WHAT IS EXPECTED -
Format every one of the records below as a JSON list of strings, one string for each line, with blank lines omitted.

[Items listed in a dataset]
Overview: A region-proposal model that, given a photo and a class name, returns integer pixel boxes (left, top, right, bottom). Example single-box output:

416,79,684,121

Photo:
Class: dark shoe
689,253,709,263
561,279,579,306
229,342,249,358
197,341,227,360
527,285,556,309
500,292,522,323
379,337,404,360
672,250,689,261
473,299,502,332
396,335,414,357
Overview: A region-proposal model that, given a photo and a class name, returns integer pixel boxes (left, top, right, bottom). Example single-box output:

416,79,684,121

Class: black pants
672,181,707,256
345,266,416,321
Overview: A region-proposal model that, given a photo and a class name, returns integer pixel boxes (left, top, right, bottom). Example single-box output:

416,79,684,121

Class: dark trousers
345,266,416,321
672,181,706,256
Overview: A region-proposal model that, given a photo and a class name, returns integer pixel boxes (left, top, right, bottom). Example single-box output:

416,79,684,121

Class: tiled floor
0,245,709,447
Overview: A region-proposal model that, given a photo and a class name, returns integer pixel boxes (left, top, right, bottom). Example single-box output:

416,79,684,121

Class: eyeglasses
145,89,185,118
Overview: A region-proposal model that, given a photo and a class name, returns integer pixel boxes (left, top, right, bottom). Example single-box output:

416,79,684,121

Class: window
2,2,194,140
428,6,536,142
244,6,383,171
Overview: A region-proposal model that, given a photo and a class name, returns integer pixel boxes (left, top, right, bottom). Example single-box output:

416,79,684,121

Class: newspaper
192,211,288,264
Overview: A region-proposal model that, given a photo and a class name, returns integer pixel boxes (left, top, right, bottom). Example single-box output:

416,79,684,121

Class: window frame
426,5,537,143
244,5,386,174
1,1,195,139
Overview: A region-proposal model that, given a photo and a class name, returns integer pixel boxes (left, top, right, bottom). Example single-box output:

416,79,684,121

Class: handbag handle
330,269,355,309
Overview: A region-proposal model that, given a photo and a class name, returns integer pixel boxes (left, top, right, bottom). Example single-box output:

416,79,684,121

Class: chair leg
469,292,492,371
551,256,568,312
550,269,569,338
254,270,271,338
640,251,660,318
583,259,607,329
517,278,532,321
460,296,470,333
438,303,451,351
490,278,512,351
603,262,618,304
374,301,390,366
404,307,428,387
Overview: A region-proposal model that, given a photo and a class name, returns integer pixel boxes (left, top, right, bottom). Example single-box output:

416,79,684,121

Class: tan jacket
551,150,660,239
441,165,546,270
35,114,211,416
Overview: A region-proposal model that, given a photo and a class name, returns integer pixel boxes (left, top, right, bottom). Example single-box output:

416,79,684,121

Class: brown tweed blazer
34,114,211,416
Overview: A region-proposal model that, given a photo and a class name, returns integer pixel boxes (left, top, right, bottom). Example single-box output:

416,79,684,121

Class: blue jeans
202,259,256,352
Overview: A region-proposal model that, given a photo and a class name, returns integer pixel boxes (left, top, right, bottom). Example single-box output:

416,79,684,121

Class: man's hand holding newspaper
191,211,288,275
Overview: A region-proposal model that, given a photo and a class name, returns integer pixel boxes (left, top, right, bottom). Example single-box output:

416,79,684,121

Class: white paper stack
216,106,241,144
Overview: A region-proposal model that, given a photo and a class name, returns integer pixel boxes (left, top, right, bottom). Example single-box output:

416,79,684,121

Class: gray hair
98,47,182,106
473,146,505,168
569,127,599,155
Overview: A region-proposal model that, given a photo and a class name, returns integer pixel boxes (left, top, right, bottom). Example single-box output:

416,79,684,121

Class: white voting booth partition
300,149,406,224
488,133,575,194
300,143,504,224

FULL SOLUTION -
[
  "Overview: A region-proposal model that, given a photo and a class name, returns integer pixel boxes (left, top, right, bottom). Example single-box output:",
  "416,79,684,121",
  "Photo:",
  "Class: dark shoe",
  "689,253,709,263",
  "561,279,579,306",
  "229,342,249,358",
  "197,341,227,360",
  "527,285,556,309",
  "500,292,522,323",
  "379,337,404,360",
  "672,250,689,261",
  "473,299,502,332",
  "396,335,414,357",
  "Overview: A region-proposal model that, given a photo and a class name, returns integer pixel boxes (left, top, right, bottom). Example single-box output:",
  "416,79,684,121",
  "Class: black pants",
  "672,181,707,256",
  "345,266,416,321",
  "Overview: A region-proposal model that, given a photo and a class name, returns integer pixel boxes (left, top, right, bottom). Example single-box output:",
  "416,79,684,121",
  "Class: dark trousers",
  "345,266,416,321",
  "672,181,706,256",
  "Overview: A region-proposal model that, given a photo and a class name, returns integer pixel boxes (left, top, right, bottom). Example single-box output:",
  "416,79,684,121",
  "Class: tiled floor",
  "0,245,709,447",
  "Overview: A region-proposal model that, given a photo and a class name, returns integer pixel boxes (left, top, right, bottom). Example single-box output:",
  "416,79,684,121",
  "Class: eyeglasses",
  "145,89,185,118",
  "Overview: A region-proposal model that, given a photo and a class name, returns integer pixel boxes (left, top, right, bottom). Example single-box output:",
  "416,79,684,121",
  "Class: window",
  "2,2,194,140",
  "428,6,536,142",
  "244,6,383,171",
  "Overview: A region-proposal model that, given a photo and a class name, returns integer pixel boxes (left, top, right, bottom). Example single-box output:",
  "416,79,684,121",
  "Class: newspaper",
  "192,211,288,264",
  "Overview: A region-proposal model that, given a photo and a class name, returns integer pixel boxes (left, top, right, bottom). Example single-box output:",
  "416,79,684,121",
  "Class: window frame",
  "426,5,537,143",
  "244,5,386,174",
  "1,1,195,139",
  "Overview: A region-proposal model that, given a photo and a class name, returns integer pixel boxes (left, top, right, bottom). Example single-box output:",
  "416,79,684,121",
  "Class: handbag handle",
  "330,269,355,309",
  "Overview: A region-proposal model that, given a photo and a class name, returns integer pixel boxes (left, top, right, bottom). Example single-box output:",
  "416,79,684,121",
  "Class: chair leg",
  "469,292,492,371",
  "551,256,568,312",
  "550,269,569,338",
  "254,270,271,338",
  "640,251,660,318",
  "583,259,607,329",
  "517,278,532,321",
  "460,296,470,333",
  "438,303,451,351",
  "490,278,512,351",
  "603,262,618,304",
  "374,301,390,366",
  "404,307,428,387",
  "Overview: A region-proposal model that, given a photo and a class name, returns integer pixel boxes (left, top, right, bottom). Example single-box output:",
  "416,79,684,121",
  "Class: tan jacket",
  "551,150,660,239",
  "441,165,546,270",
  "35,114,211,416",
  "Overview: A region-proposal model that, given a photo and a class name, returns integer pixel boxes (left, top, right, bottom). Example single-box output:",
  "416,79,684,121",
  "Class: brown tweed blazer",
  "34,114,211,416",
  "Overview: A region-proposal model that, given a photo and a class name, returns integer pixel boxes (left, top, right, bottom). Example single-box output:",
  "416,79,684,121",
  "Class: blue jeans",
  "202,259,256,352",
  "Overview: A region-proposal model that, given a photo and a class name, returns integer pixel boxes (left, top, right, bottom). Example single-box output:",
  "416,79,684,121",
  "Class: man's hand holding newspaper",
  "191,211,288,275",
  "Overview: A region-proposal model that, given a photo and a class name, returns integer pixel boxes (left, top, right, bottom). Example single-box output:",
  "416,79,684,121",
  "Class: white paper stack",
  "216,106,241,144",
  "Overview: A region-proposal model that, given a photo and a class name, returns integer pixel boxes (left, top, right, bottom). Example single-box output:",
  "416,79,684,121",
  "Class: gray hair",
  "98,47,182,106",
  "473,146,505,168",
  "569,127,599,155",
  "Overview: A region-proposal model that, given a photo and a class name, returns integer pixel boxes (left, top, right, bottom). Example single-box output:",
  "416,79,684,121",
  "Class: white voting booth partition",
  "300,149,406,224",
  "488,133,575,194",
  "300,143,504,224"
]